§ Extracted entries:
= = = = =
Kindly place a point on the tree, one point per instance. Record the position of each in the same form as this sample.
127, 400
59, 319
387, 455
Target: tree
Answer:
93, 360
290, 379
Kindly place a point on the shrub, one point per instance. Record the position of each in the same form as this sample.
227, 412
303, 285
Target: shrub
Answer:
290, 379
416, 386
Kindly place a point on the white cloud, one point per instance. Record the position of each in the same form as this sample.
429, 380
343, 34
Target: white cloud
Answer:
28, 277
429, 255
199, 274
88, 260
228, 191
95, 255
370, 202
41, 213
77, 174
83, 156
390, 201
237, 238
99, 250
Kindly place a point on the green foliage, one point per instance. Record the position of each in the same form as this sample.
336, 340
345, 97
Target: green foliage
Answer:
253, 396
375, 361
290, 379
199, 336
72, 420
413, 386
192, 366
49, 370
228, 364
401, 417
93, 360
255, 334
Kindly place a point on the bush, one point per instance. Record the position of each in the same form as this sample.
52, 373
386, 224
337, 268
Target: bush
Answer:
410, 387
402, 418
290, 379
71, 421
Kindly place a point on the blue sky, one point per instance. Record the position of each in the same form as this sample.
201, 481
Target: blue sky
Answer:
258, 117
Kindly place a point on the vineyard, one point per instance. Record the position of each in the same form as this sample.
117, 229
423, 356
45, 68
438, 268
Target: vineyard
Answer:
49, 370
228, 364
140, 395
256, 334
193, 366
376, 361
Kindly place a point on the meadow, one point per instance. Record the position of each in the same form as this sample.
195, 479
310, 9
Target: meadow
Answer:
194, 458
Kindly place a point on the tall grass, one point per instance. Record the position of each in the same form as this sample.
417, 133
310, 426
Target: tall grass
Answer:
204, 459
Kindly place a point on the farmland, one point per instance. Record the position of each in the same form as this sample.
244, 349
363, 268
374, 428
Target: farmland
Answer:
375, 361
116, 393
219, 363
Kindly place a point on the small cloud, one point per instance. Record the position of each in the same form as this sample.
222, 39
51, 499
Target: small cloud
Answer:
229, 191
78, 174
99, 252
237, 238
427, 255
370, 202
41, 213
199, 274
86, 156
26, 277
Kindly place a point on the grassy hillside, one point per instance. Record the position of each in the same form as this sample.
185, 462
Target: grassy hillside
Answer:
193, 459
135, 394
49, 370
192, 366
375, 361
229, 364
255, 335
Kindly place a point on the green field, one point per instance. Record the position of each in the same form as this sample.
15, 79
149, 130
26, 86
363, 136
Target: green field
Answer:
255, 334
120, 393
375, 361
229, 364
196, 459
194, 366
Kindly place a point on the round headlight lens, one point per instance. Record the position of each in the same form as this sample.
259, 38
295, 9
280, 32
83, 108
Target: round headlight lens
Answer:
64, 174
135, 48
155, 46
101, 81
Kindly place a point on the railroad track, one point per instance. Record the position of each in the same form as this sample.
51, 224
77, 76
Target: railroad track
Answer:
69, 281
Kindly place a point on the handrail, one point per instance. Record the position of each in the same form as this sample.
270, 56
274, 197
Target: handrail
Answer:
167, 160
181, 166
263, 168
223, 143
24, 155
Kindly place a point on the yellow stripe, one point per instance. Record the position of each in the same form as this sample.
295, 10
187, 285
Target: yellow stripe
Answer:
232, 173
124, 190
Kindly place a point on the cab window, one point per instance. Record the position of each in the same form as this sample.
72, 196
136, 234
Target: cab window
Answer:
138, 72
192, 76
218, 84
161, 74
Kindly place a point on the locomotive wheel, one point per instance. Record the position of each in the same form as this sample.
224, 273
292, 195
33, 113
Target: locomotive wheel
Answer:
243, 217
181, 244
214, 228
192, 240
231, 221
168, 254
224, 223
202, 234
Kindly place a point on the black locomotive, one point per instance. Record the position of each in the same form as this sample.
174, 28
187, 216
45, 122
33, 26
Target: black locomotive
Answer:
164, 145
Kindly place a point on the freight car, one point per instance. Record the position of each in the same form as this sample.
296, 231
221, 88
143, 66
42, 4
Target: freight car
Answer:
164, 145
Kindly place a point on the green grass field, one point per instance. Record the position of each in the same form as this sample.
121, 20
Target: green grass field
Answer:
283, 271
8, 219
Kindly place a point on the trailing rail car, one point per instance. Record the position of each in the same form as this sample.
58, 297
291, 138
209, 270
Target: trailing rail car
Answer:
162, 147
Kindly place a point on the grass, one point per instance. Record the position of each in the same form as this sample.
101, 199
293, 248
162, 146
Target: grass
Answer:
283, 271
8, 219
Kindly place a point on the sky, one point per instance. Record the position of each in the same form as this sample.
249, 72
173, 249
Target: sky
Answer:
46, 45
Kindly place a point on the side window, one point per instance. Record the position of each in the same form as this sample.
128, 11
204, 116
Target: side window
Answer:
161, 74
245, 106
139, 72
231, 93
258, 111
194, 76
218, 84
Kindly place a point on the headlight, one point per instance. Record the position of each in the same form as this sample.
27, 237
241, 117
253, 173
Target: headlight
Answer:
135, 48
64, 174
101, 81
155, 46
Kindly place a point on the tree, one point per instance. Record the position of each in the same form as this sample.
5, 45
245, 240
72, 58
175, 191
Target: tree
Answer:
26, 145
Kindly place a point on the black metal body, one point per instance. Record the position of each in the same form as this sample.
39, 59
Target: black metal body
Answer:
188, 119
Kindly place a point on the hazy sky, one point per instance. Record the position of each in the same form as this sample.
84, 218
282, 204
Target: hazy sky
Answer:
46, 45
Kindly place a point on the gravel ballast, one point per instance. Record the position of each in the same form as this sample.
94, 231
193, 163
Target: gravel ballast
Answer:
= = = = =
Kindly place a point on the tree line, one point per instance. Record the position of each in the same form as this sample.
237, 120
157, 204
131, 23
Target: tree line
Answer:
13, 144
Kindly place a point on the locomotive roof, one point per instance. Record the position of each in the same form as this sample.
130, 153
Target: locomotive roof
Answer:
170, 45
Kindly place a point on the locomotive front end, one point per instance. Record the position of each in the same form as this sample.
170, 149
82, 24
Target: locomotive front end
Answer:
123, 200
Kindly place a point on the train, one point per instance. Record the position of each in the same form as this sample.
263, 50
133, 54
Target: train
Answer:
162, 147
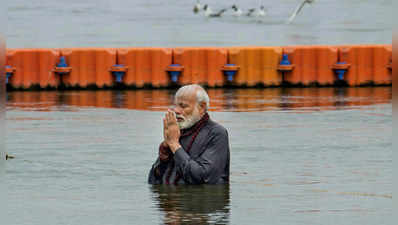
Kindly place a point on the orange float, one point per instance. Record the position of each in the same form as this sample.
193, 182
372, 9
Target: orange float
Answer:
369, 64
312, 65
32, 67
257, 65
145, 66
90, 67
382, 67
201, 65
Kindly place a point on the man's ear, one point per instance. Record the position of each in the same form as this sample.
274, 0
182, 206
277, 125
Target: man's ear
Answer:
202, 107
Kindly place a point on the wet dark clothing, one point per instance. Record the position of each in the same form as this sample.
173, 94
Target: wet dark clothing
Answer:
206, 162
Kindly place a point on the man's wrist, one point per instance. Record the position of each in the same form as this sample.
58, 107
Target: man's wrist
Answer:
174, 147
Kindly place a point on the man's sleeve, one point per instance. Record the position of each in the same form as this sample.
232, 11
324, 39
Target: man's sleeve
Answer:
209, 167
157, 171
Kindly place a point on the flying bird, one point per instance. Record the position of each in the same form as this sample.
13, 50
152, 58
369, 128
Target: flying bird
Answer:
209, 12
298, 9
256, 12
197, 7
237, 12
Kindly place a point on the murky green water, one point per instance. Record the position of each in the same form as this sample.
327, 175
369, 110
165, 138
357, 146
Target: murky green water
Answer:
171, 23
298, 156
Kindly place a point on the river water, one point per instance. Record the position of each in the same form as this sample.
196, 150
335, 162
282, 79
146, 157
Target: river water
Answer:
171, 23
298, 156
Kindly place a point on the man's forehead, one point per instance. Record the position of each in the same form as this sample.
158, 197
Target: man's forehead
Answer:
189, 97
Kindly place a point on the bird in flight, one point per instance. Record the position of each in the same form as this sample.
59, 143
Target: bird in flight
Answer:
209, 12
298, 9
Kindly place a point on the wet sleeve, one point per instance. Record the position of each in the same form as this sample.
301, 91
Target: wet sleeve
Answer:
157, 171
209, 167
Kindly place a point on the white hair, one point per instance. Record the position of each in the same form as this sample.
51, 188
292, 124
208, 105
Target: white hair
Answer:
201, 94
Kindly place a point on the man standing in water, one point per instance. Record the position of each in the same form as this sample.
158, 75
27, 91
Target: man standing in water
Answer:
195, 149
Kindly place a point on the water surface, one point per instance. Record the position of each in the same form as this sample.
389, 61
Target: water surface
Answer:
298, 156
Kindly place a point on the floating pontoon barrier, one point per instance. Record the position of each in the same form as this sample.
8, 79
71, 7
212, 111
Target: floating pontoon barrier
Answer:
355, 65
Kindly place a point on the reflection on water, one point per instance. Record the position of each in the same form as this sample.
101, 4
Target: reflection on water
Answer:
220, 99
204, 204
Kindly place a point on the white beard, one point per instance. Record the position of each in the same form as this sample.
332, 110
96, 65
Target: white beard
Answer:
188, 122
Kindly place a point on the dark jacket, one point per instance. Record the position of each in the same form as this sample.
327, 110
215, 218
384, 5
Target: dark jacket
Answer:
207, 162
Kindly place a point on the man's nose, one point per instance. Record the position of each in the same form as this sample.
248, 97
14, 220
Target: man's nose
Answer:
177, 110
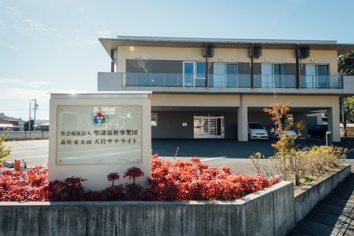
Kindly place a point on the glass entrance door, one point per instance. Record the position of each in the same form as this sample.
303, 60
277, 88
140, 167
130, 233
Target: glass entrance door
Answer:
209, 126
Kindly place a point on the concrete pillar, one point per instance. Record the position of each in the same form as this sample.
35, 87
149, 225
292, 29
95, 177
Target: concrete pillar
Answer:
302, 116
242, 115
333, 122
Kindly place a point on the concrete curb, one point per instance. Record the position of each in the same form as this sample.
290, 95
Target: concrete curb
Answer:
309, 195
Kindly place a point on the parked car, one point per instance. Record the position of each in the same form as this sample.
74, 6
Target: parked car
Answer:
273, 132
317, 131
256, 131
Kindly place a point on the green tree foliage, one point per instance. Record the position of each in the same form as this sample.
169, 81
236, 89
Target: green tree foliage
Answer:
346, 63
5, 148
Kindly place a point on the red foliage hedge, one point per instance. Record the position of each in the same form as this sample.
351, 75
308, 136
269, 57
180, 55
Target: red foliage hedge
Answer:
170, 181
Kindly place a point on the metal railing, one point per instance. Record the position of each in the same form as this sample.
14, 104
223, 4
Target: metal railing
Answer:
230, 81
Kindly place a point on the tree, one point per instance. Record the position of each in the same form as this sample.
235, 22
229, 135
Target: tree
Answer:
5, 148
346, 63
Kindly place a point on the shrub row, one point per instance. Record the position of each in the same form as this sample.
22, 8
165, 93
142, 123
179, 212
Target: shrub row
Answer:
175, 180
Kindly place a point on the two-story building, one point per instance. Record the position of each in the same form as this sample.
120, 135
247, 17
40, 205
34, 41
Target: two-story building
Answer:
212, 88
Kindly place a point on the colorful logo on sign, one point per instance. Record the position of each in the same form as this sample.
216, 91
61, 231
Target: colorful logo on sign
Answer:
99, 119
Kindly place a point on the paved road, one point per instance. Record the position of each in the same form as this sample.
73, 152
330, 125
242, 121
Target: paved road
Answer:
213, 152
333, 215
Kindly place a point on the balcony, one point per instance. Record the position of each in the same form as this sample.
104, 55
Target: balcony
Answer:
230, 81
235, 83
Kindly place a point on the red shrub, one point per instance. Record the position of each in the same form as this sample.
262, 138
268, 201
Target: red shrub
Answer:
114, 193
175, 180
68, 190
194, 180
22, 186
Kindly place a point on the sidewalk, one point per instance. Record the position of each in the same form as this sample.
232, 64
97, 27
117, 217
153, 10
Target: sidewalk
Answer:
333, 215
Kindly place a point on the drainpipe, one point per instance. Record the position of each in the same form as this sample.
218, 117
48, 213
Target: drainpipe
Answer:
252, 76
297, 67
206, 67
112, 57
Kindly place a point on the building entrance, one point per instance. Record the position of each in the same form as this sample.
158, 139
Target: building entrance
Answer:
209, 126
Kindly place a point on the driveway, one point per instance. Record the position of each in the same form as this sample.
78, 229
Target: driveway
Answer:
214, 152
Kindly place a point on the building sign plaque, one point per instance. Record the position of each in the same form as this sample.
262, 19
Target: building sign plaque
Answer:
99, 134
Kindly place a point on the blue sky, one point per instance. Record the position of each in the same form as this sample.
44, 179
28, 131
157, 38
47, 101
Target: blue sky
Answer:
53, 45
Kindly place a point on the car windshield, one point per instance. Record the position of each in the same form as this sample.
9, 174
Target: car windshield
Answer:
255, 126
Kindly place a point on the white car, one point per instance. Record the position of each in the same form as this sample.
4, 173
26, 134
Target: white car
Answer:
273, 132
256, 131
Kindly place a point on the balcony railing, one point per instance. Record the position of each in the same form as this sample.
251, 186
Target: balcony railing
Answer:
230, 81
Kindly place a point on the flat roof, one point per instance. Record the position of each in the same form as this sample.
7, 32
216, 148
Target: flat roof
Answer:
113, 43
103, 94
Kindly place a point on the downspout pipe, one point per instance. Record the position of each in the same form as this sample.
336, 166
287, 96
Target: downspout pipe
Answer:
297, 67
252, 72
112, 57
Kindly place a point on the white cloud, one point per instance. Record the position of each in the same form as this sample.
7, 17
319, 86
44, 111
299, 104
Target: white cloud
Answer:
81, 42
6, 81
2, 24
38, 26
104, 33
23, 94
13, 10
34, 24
= = = = =
§ Stated goal: Which of the lines above contain the word "black"? List each of them in full.

§ Solved exercise:
Kindly place a point on the black locomotive, one point per instance. Record the position of each in the same form as this sample.
Target: black locomotive
Kindly place a point on the black metal body, one point per instance. Record the position of each in the same form as this sample.
Target: black metal body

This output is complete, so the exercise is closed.